That will help us whittle down the list of possible contenders and we’re going to start our analysis of them with the world number one, Jason Day (13/2). With seven victories from his last 18 starts, including his first major at last August’s US PGA Championship and the Players’ Championship last month, the world number one is a justifiable favourite to cement his status as the world’s top player. The Australian has a stellar record in this event with his form-line reading a highly impressive 2-T59-T2-T4-T9 in just five starts.
Oakmont’s lightning quick greens will kill off many a challenge but Day’s skill with the short stick surely means his bid for the trophy won’t crumble there. Day’s length off the tee will give him an advantage but his only weakness, a sometimes lack of accuracy off the tee, could be what scuppers his chances. Oakmont’s narrow fairways and penal rough will pose an issue for Day if he is wayward but if he keeps it relatively straight then he could be the man to beat.

Task objective:
List each finish in Jason Day's form-line for this event, as the golf preview above gives them.

Available data:
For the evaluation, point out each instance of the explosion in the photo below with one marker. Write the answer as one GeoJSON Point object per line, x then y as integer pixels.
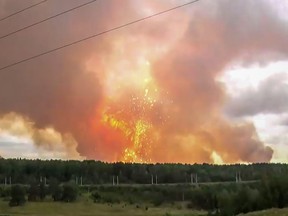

Worked solution:
2, T59, T2, T4, T9